- **PROMPT 1**: In the passage on baseball statistics below, why are some sabermetricians being hired by major league teams? Answer in one to three sentences.

- **SELECTED EXCERPT**:

● ● ● ● ● ● ●

In this unprecedented new book, Alan Schwarz - whom bestselling Moneyball author Michael Lewis calls "one of today's best baseball journalists" - provides the first-ever history of baseball statistics, showing how baseball and its numbers have been inseparable ever since the pastime's birth in 1845. He tells the history of this obsession through the lives of the people who felt it most: Henry Chadwick, the 19th-century writer who invented the first box score and harped endlessly about which statistics mattered and which did not; Allan Roth, Branch Rickey's right-hand numbers man with the late-1940s Brooklyn Dodgers; Earnshaw Cook, a scientist and Manhattan Project veteran who retired to pursue inventing the perfect baseball statistic; John Dewan, a former Strat-O-Matic maven who built STATS Inc. into a multimillion-dollar powerhouse for statistics over the Internet; and dozens more.

Almost every baseball fan for 150 years has been drawn to the game by its statistics, whether through newspaper box scores, the backs of Topps baseball cards, The Baseball Encyclopedia , or fantasy leagues. Today's most ardent stat scientists, known as "sabermetricians," spend hundreds of hours coming up with new ways to capture the game in numbers, and engage in holy wars over which statistics are best. Some of these men - and women -- are even being hired by major league teams to bring an understanding of statistics to a sport that for so long shunned it.

Taken together, Schwarz paints a history not just of baseball statistics, but of the soul of the sport itself. The Numbers Game will be an invaluable part of any fan's library and go down as one of the sport's classic books.

● ● ● ● ● ● ●

- **ENTRIES**:
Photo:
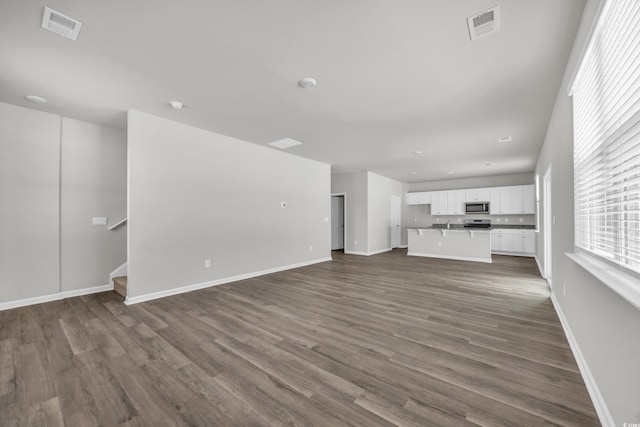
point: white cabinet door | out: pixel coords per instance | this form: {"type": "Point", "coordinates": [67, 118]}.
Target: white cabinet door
{"type": "Point", "coordinates": [528, 199]}
{"type": "Point", "coordinates": [455, 202]}
{"type": "Point", "coordinates": [501, 241]}
{"type": "Point", "coordinates": [424, 198]}
{"type": "Point", "coordinates": [496, 203]}
{"type": "Point", "coordinates": [439, 201]}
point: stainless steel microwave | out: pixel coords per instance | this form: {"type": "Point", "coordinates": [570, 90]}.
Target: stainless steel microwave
{"type": "Point", "coordinates": [472, 208]}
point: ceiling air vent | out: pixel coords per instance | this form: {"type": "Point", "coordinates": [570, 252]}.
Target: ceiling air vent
{"type": "Point", "coordinates": [60, 24]}
{"type": "Point", "coordinates": [285, 143]}
{"type": "Point", "coordinates": [484, 23]}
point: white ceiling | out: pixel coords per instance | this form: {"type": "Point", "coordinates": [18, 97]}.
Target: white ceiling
{"type": "Point", "coordinates": [393, 76]}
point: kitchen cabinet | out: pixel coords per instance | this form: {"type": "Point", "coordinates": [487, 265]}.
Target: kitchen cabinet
{"type": "Point", "coordinates": [455, 202]}
{"type": "Point", "coordinates": [439, 203]}
{"type": "Point", "coordinates": [500, 201]}
{"type": "Point", "coordinates": [419, 198]}
{"type": "Point", "coordinates": [500, 240]}
{"type": "Point", "coordinates": [477, 195]}
{"type": "Point", "coordinates": [513, 241]}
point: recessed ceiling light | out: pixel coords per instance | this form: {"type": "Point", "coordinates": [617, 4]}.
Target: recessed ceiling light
{"type": "Point", "coordinates": [285, 143]}
{"type": "Point", "coordinates": [36, 99]}
{"type": "Point", "coordinates": [307, 82]}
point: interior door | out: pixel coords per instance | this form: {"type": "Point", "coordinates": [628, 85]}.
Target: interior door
{"type": "Point", "coordinates": [396, 208]}
{"type": "Point", "coordinates": [337, 222]}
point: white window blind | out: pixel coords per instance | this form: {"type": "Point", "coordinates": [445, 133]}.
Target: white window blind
{"type": "Point", "coordinates": [606, 103]}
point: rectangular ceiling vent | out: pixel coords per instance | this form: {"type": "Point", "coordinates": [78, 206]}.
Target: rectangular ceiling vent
{"type": "Point", "coordinates": [484, 23]}
{"type": "Point", "coordinates": [60, 24]}
{"type": "Point", "coordinates": [285, 143]}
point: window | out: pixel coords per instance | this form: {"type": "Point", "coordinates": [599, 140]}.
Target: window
{"type": "Point", "coordinates": [606, 104]}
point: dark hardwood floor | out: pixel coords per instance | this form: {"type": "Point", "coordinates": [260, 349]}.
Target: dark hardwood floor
{"type": "Point", "coordinates": [360, 341]}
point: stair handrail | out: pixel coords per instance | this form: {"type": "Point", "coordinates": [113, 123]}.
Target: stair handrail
{"type": "Point", "coordinates": [118, 224]}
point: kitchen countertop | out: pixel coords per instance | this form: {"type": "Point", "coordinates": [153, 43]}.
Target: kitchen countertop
{"type": "Point", "coordinates": [461, 227]}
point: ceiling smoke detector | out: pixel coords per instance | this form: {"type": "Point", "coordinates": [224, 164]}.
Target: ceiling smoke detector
{"type": "Point", "coordinates": [285, 143]}
{"type": "Point", "coordinates": [484, 23]}
{"type": "Point", "coordinates": [307, 82]}
{"type": "Point", "coordinates": [60, 24]}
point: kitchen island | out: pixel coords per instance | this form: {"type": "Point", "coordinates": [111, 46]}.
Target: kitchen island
{"type": "Point", "coordinates": [455, 243]}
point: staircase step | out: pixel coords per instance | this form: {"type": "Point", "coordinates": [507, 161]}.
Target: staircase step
{"type": "Point", "coordinates": [120, 285]}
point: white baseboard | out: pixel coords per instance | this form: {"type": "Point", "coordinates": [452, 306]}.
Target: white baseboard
{"type": "Point", "coordinates": [120, 271]}
{"type": "Point", "coordinates": [457, 258]}
{"type": "Point", "coordinates": [594, 392]}
{"type": "Point", "coordinates": [378, 251]}
{"type": "Point", "coordinates": [54, 297]}
{"type": "Point", "coordinates": [197, 286]}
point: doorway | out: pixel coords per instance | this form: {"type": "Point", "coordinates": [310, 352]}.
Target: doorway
{"type": "Point", "coordinates": [338, 215]}
{"type": "Point", "coordinates": [396, 214]}
{"type": "Point", "coordinates": [548, 225]}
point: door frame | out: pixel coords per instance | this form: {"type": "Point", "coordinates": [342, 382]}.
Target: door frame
{"type": "Point", "coordinates": [344, 218]}
{"type": "Point", "coordinates": [393, 199]}
{"type": "Point", "coordinates": [548, 221]}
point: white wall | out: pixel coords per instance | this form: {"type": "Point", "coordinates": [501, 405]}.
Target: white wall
{"type": "Point", "coordinates": [355, 187]}
{"type": "Point", "coordinates": [93, 184]}
{"type": "Point", "coordinates": [379, 192]}
{"type": "Point", "coordinates": [368, 210]}
{"type": "Point", "coordinates": [55, 174]}
{"type": "Point", "coordinates": [196, 195]}
{"type": "Point", "coordinates": [605, 326]}
{"type": "Point", "coordinates": [29, 203]}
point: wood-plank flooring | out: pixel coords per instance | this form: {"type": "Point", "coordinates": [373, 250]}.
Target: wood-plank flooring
{"type": "Point", "coordinates": [361, 341]}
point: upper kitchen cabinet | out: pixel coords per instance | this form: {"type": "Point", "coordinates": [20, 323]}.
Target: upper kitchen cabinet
{"type": "Point", "coordinates": [477, 195]}
{"type": "Point", "coordinates": [419, 198]}
{"type": "Point", "coordinates": [455, 202]}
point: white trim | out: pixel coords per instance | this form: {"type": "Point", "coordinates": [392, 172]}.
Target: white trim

● ● ● ● ● ● ●

- **PROMPT 2**: Show each line of the rows above that contains the string "white".

- **RESPONSE 1**: They are being hired to bring an understanding of statistics to baseball, a sport that for a long time shunned it.

- **RESPONSE 2**:
point: white cabinet door | out: pixel coords per instance | this form: {"type": "Point", "coordinates": [67, 118]}.
Target: white cabinet door
point: white ceiling | out: pixel coords per instance | this form: {"type": "Point", "coordinates": [18, 97]}.
Target: white ceiling
point: white window blind | out: pixel coords per instance | this form: {"type": "Point", "coordinates": [445, 133]}.
Target: white window blind
point: white baseboard | out: pixel coords per instance | this form: {"type": "Point", "coordinates": [452, 306]}.
Target: white baseboard
point: white wall | out: pixel coords per instance | this form: {"type": "Point", "coordinates": [501, 405]}.
Target: white wall
point: white trim | out: pixel coords per instance | this form: {"type": "Point", "coordinates": [392, 172]}.
Target: white trim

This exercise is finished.